◆ DATA TO USE:
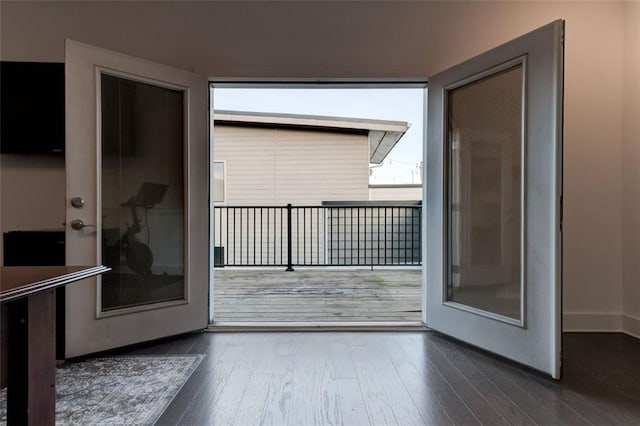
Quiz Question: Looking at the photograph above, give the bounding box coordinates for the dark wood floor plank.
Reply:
[107,332,640,426]
[351,346,399,425]
[423,339,516,425]
[425,336,535,425]
[400,337,480,424]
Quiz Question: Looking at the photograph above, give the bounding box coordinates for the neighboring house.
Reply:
[214,111,409,206]
[214,111,420,265]
[369,183,422,201]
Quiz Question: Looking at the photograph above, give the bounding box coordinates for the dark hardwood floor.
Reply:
[117,332,640,425]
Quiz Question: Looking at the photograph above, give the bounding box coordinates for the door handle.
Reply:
[71,219,96,231]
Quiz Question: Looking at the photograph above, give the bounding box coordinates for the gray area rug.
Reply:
[0,355,204,425]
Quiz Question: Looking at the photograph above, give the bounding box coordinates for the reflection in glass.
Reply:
[446,64,523,320]
[213,161,225,203]
[100,74,184,311]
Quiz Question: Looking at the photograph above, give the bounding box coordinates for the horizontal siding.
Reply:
[214,125,369,205]
[369,186,422,201]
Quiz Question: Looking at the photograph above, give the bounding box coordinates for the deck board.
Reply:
[214,268,422,322]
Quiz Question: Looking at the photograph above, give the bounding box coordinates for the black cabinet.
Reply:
[3,231,65,359]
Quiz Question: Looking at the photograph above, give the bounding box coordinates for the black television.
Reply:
[0,61,65,155]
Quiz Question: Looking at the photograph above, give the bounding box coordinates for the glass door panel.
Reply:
[100,73,185,312]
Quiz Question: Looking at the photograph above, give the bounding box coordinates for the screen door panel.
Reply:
[100,72,185,312]
[445,62,524,321]
[424,21,564,378]
[65,40,210,358]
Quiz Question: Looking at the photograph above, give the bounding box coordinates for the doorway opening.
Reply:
[210,83,425,325]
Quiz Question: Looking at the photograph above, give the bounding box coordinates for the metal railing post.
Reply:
[286,204,293,271]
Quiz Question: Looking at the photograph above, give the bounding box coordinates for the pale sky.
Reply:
[213,88,424,184]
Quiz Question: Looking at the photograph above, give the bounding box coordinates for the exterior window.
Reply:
[213,161,226,203]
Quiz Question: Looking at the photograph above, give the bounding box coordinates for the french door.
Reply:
[423,21,564,378]
[65,41,209,357]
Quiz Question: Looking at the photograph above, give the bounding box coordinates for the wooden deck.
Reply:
[214,268,422,322]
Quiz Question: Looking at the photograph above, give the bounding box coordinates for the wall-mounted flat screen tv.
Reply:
[0,61,65,155]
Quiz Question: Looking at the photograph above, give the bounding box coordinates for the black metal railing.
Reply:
[214,203,422,271]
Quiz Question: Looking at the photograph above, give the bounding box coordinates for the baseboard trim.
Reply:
[622,315,640,339]
[562,312,622,333]
[562,312,640,339]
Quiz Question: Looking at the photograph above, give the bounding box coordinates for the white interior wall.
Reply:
[0,1,638,330]
[622,2,640,337]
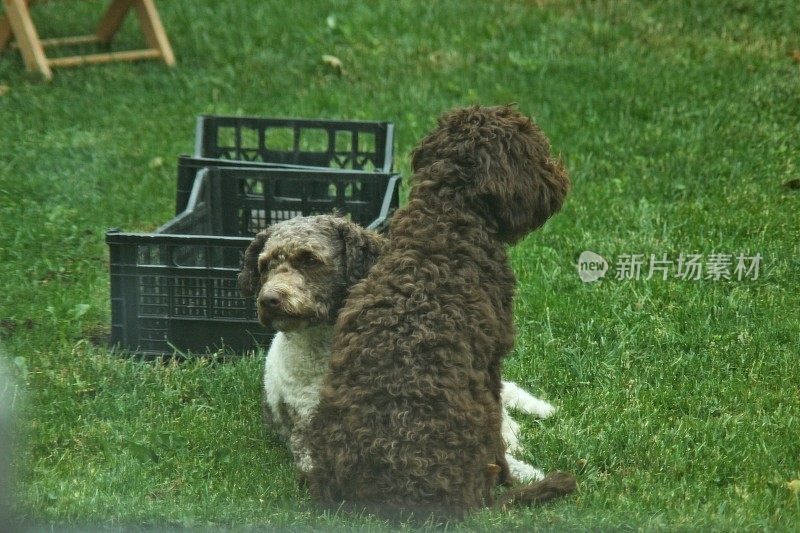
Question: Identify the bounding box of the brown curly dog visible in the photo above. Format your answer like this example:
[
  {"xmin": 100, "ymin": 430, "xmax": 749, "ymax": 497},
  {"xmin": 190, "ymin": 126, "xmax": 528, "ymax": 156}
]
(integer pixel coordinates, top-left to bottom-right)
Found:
[{"xmin": 308, "ymin": 106, "xmax": 575, "ymax": 518}]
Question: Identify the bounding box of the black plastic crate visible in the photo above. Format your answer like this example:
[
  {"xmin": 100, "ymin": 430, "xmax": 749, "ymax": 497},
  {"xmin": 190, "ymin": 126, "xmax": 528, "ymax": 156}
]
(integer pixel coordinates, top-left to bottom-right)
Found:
[
  {"xmin": 106, "ymin": 168, "xmax": 400, "ymax": 355},
  {"xmin": 194, "ymin": 115, "xmax": 394, "ymax": 204},
  {"xmin": 194, "ymin": 115, "xmax": 394, "ymax": 172},
  {"xmin": 175, "ymin": 155, "xmax": 368, "ymax": 215}
]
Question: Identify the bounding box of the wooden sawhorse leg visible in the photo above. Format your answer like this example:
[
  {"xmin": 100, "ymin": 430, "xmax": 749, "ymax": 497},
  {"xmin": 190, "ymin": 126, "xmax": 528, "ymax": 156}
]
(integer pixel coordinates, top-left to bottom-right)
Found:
[{"xmin": 0, "ymin": 0, "xmax": 175, "ymax": 80}]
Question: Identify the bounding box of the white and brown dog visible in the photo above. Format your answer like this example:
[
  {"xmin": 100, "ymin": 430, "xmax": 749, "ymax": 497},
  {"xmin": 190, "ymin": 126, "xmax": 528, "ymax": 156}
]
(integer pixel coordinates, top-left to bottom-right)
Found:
[{"xmin": 238, "ymin": 215, "xmax": 554, "ymax": 481}]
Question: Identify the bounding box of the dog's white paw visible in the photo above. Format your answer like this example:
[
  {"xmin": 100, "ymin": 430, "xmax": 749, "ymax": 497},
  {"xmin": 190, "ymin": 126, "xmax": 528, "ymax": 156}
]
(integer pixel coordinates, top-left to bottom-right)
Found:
[
  {"xmin": 500, "ymin": 381, "xmax": 556, "ymax": 418},
  {"xmin": 506, "ymin": 453, "xmax": 544, "ymax": 483}
]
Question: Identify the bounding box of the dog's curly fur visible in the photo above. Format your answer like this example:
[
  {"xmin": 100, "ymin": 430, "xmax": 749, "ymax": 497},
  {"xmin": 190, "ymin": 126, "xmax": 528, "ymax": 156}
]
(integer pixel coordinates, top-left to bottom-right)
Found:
[
  {"xmin": 239, "ymin": 215, "xmax": 554, "ymax": 481},
  {"xmin": 309, "ymin": 106, "xmax": 574, "ymax": 517}
]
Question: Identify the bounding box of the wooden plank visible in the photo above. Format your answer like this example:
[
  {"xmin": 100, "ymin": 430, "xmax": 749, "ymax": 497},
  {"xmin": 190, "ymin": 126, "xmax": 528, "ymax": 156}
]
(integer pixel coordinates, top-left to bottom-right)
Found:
[
  {"xmin": 135, "ymin": 0, "xmax": 175, "ymax": 67},
  {"xmin": 0, "ymin": 15, "xmax": 13, "ymax": 53},
  {"xmin": 9, "ymin": 35, "xmax": 97, "ymax": 48},
  {"xmin": 95, "ymin": 0, "xmax": 136, "ymax": 43},
  {"xmin": 3, "ymin": 0, "xmax": 53, "ymax": 80},
  {"xmin": 48, "ymin": 48, "xmax": 161, "ymax": 67}
]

◆ OBJECTIVE: Carry over every line from the one containing "flat screen tv." through the one containing "[214,203,422,271]", both included, adding 122 to each bounding-box coordinate in the answers and leaving everything else unchanged. Output only that span.

◆ SOLUTION:
Quiz Question: Looking at the photograph above, give the bounding box coordinates for the wall-mounted flat screen tv.
Reply:
[122,183,187,277]
Quiz Question: Looking at the photograph above, give the bounding box coordinates for the black metal railing.
Reply:
[336,325,544,393]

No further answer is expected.